-- DOCUMENT SEGMENT follows --

Demonstrations against the government are a routine affair in the Ugandan capital Kampala, and Andrew Lwanga thought it would be just another day at work when he was assigned to cover a protest march by a few dozen unemployed youth on January 12, 2015.
He ended the day in a hospital bed, paralyzed from the waist down, after a senior police officer beat him for taking pictures of scuffles between the police and the demonstrators, an attack caught on camera. (According to news reports, the officer was arrested and charged with assault; the case is pending).
Lwanga, a reporter with the privately owned WBS TV, is one of dozens of journalists who have fallen victim to a campaign of harassment and intimidation by authorities in Uganda, where one of Africa’s longest-serving presidents, Yoweri Museveni, is bidding to extend his 30-year rule in elections due on February 18.
CPJ has documented a number of tactics the government has used to stifle media freedom, including arbitrary closure of stations which host opposition figures, threats to journalists seen as being critical of the ruling party, and physical assaults.
Campaigners say the authorities have deployed a broad arsenal of tools, some blunt and others more subtle, to create a media landscape going into the election which is heavily skewed in favour of President Museveni’s ruling party.
“They don’t always have to jail you or close you down,” said Haruna Kanaabi, executive secretary of the Independent Media Council, an association of media houses which seeks to offer a self-regulatory system for the Ugandan media.
“Instead, a few well-placed calls to senior editors at state-owned media houses and intense pressure on the proprietors of privately owned media have served to yield rampant self-censorship and created an environment of fear and uncertainty in newsrooms in addition as well to the more coercive measures,” Kanaabi told CPJ.

-- DOCUMENT SEGMENT concluded --

WHAT YOU NEED TO DO:
1. Extract the part of the Uganda press freedom article from "He ended the" up to and including "case is pending).".
2. Answer these questions using the Uganda press freedom article:
(a) Which TV station did Andrew Lwanga report for?
(b) On what date were the elections due?
(c) What job did Haruna Kanaabi hold at the Independent Media Council?
3. Continue the Uganda press freedom article from its last sentence.

-- THE DATA follows --

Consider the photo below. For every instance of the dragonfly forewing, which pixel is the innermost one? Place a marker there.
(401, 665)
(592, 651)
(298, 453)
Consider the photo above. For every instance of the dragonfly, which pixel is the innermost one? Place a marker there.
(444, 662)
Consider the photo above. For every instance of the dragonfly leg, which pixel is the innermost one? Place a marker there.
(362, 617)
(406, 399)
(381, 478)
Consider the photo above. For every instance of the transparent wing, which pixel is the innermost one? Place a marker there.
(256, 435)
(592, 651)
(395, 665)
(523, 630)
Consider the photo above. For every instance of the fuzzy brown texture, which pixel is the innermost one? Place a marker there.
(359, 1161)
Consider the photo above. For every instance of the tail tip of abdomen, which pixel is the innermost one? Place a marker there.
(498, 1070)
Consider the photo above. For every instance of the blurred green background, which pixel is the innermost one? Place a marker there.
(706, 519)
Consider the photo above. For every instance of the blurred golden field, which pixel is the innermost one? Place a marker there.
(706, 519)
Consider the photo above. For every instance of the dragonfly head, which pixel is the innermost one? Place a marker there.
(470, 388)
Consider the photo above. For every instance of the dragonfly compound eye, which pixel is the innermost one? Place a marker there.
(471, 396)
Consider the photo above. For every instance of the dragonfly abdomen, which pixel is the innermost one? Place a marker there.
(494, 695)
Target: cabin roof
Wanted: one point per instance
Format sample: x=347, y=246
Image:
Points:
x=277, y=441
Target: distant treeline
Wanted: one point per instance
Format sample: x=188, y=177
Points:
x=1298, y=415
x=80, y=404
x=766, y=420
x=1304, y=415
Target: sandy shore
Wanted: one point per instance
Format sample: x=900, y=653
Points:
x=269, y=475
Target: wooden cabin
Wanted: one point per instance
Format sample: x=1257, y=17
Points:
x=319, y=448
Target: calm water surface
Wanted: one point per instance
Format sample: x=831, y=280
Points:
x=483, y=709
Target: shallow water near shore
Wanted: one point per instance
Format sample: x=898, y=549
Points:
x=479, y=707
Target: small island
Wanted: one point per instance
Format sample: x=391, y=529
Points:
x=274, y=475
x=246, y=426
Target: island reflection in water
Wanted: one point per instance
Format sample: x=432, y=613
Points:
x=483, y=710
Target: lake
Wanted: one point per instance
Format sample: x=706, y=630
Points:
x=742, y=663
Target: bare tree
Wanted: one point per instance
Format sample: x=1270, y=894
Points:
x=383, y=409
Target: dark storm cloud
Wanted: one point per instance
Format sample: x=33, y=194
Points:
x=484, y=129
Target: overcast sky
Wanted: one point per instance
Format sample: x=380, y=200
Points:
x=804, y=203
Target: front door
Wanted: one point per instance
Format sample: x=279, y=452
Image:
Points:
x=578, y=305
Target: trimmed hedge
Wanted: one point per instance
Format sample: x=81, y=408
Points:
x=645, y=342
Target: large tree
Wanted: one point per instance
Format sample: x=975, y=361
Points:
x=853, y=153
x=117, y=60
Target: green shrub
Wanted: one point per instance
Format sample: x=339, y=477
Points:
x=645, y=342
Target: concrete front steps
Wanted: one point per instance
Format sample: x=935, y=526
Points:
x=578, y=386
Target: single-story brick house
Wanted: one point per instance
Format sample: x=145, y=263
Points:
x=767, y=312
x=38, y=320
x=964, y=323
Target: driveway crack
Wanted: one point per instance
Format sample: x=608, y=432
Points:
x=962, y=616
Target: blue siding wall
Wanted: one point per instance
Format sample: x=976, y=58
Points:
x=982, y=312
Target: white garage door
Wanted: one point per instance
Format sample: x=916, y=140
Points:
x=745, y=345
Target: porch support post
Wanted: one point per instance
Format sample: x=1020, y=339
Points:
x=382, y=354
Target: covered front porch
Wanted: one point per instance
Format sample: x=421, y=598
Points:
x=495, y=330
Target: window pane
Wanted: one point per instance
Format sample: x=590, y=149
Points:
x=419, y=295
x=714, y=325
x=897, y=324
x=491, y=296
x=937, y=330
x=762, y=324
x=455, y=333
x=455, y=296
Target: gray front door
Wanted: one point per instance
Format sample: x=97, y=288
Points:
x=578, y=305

-- THE DATA concluded --

ANSWERS BY TASK:
1.
He ended the day in a hospital bed, paralyzed from the waist down, after a senior police officer beat him for taking pictures of scuffles between the police and the demonstrators, an attack caught on camera. (According to news reports, the officer was arrested and charged with assault; the case is pending).

2.
(a) WBS TV
(b) February 18
(c) Executive secretary

3.
On the surface, Uganda has one of the more vibrant media environments in the region, with around 10 daily and weekly newspapers and dozens of radio stations.
But they operate in a setting where dissent is tolerated only up to a point, and attempts to highlight corruption among the authorities or present news that casts the government in negative light attracts swift sanction.
Robert Agenonga, 23, and a few other youth activists set up in 2011 the Lake Albert Youth Cabinet Media Project, a group which seeks to use social media and direct community engagement through village meetings to campaign for greater transparency in the exploitation of the significant oil deposits found in the area in 2006.
The young activists have faced consistent harassment from authorities.
On February 4, two campaigners, Sam Ozinda and Charles Adubango, were arrested at their homes a few days after holding a mini exhibition of cartoons in Nebbi district to highlight what they said was the loss of money donated by the Uganda Wildlife Authority for a fencing project for several schools in the area.
They were accused of defamation and spreading false information against a powerful national government official who hails from the region and released on bond.
Agenonga told CPJ the activists faced other forms of intimidation by authorities.
“Sometimes you have local council officials going around telling the people that we are foreign agents or spies because our work is supported by donors or sometimes they say we are gay, all in an effort to set the community against us,” he said. He said the team is still determined to continue shining a light on corruption among government officials.
International journalists have not been spared. On February 6, two BBC journalists were arrested at the Abim hospital in northern Uganda for filming “without authorization.”
The facility gained national attention following an earlier visit by opposition leader Kizza Besigye aimed at highlighting what he described as deplorable conditions there.
In an interview, Godfrey Mutabazi, executive director of the Uganda Communications Commission, a government media regulator, said the authorities were acting not to shield the incumbent from criticism, but to preserve the peace.
“We have laws which we must implement. We don’t want to go through a situation like Rwanda where hundreds of thousands died all in the name of freedom of expression.”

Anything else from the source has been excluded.